What to return is the tail of the data, from the line that contains "Exercise. For every instance of the green leaf" down to the last line, copied exactly.

━━ Material for the task ━━

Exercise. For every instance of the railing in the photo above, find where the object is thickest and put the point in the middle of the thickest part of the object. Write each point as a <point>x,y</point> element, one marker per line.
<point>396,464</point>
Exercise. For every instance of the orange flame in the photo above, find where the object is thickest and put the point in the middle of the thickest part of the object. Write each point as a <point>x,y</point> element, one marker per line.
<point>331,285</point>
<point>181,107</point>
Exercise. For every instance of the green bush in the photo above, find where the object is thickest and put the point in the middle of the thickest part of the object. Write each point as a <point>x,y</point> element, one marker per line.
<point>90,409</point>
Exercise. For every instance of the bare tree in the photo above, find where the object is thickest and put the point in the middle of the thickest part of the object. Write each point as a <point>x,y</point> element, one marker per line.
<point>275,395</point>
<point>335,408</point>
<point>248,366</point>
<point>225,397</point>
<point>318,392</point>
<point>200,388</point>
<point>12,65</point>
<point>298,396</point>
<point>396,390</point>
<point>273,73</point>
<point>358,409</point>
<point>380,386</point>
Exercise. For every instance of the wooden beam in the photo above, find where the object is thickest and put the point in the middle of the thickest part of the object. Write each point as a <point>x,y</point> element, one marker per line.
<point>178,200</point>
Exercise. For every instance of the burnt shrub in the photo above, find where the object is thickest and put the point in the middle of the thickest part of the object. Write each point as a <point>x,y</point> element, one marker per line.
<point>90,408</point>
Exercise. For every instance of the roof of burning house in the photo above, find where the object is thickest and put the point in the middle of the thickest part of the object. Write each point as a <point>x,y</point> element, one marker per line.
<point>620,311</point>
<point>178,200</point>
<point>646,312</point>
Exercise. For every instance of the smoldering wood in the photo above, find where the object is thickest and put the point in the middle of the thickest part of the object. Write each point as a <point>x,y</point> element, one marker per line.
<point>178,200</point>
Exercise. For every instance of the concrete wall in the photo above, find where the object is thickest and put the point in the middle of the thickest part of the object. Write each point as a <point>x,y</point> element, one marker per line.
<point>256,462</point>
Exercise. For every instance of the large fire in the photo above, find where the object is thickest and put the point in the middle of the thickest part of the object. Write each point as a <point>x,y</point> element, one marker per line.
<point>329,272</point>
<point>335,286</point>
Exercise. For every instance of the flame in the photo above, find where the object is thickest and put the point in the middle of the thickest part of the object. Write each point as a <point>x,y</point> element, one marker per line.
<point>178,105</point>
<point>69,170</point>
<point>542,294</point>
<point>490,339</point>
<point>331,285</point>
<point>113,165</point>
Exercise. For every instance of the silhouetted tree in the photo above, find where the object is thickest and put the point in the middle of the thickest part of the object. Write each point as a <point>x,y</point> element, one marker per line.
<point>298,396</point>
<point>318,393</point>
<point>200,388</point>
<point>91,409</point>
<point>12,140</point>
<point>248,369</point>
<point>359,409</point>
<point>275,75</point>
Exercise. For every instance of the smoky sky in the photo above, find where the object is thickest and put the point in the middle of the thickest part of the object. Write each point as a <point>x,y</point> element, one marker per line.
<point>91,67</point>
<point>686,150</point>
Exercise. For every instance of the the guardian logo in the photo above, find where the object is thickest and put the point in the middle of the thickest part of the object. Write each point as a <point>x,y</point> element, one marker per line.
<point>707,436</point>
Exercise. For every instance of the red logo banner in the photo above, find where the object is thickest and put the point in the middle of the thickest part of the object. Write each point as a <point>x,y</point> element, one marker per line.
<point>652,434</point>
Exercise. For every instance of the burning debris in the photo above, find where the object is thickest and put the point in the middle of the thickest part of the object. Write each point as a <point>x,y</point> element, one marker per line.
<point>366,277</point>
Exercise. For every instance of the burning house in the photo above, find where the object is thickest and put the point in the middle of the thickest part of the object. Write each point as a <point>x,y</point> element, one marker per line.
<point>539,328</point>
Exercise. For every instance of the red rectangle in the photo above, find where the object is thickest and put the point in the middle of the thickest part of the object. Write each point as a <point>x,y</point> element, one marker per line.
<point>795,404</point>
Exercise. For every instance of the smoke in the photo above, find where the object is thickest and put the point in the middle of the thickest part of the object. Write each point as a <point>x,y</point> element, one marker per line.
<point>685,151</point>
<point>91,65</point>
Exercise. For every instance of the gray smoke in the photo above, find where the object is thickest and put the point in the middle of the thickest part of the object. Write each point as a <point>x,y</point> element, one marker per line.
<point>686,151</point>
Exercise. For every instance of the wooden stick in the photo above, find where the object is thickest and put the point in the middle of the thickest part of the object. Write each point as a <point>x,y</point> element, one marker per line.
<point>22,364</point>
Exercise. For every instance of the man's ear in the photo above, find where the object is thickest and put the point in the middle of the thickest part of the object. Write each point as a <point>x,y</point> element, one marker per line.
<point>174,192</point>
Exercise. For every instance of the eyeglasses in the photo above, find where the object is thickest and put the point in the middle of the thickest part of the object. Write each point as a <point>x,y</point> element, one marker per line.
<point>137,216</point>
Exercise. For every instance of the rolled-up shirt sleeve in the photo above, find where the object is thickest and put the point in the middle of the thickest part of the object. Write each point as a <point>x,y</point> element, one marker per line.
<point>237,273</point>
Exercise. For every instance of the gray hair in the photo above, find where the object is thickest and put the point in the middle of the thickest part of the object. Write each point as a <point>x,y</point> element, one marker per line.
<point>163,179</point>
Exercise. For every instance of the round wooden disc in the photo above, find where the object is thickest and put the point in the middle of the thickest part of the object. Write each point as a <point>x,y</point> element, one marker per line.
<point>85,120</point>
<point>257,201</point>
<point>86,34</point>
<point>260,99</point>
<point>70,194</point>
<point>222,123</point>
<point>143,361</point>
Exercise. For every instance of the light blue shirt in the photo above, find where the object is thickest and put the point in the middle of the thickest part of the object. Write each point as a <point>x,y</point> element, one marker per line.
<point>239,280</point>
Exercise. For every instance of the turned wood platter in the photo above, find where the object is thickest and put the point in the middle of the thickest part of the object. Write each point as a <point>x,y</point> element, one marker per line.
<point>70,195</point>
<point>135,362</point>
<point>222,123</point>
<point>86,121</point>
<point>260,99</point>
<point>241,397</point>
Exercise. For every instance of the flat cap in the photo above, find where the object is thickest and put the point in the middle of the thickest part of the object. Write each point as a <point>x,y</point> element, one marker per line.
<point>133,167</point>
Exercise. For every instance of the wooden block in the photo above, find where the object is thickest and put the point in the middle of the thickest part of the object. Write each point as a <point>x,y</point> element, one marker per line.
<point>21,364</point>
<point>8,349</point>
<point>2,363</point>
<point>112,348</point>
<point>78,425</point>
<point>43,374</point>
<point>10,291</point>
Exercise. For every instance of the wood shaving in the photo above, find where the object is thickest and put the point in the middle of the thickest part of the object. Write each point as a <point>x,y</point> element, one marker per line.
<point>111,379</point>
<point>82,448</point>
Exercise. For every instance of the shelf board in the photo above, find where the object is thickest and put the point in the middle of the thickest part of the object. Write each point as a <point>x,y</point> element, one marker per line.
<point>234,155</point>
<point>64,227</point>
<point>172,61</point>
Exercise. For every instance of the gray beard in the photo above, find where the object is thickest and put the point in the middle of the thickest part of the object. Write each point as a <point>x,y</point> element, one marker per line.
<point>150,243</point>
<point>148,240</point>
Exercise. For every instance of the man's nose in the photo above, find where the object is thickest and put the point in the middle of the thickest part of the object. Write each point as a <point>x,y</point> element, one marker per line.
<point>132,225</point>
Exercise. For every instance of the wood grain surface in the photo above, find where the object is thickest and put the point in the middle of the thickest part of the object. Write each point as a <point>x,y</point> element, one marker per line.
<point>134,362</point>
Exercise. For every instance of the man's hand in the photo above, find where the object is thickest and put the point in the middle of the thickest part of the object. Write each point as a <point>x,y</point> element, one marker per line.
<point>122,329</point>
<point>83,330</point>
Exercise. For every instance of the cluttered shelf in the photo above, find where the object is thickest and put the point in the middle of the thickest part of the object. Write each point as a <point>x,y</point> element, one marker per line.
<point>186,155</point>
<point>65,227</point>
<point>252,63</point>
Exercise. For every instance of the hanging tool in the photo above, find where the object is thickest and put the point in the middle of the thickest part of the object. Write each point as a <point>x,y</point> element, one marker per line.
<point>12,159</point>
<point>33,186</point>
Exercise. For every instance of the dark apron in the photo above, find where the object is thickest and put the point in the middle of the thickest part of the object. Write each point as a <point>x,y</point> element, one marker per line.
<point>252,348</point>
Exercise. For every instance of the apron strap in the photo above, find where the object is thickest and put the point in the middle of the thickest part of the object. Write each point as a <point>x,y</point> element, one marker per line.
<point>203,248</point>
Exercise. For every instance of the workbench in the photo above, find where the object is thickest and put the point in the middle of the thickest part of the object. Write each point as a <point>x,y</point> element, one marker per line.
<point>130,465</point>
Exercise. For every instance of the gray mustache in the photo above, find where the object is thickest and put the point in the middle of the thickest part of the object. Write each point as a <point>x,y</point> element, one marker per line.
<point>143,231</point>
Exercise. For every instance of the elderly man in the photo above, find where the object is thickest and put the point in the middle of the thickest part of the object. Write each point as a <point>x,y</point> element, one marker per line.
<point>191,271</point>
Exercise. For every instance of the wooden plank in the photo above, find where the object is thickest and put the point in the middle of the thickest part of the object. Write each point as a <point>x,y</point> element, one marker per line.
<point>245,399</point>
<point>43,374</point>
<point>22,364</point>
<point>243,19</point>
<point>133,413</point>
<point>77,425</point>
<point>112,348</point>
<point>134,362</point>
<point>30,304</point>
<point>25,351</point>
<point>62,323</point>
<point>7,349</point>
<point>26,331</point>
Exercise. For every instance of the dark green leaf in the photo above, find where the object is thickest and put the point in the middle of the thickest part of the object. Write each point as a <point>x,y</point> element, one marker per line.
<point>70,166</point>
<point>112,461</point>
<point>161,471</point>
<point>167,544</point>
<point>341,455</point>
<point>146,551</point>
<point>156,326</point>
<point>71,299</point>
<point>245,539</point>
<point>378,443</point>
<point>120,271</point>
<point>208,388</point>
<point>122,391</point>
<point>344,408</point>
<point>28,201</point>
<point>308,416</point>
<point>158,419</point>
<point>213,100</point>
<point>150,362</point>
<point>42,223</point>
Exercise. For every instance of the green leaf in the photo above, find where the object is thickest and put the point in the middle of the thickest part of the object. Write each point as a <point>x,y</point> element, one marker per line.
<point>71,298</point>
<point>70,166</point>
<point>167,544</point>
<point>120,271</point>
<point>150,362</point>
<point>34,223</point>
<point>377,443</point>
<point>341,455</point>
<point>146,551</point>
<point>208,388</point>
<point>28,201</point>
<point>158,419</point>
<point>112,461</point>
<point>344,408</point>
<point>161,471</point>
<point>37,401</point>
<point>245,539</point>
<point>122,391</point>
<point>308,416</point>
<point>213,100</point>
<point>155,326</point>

━━━

● Result of this exercise
Exercise. For every instance of the green leaf in the photo above, find where the object is thickest and put the point in the middle of the thickest part of the object. Write each point as a <point>x,y</point> element, one marker per line.
<point>71,298</point>
<point>70,166</point>
<point>167,544</point>
<point>120,271</point>
<point>150,362</point>
<point>34,223</point>
<point>377,443</point>
<point>341,455</point>
<point>146,551</point>
<point>208,388</point>
<point>28,201</point>
<point>158,419</point>
<point>112,461</point>
<point>344,408</point>
<point>161,471</point>
<point>37,401</point>
<point>245,539</point>
<point>122,391</point>
<point>308,416</point>
<point>213,100</point>
<point>155,326</point>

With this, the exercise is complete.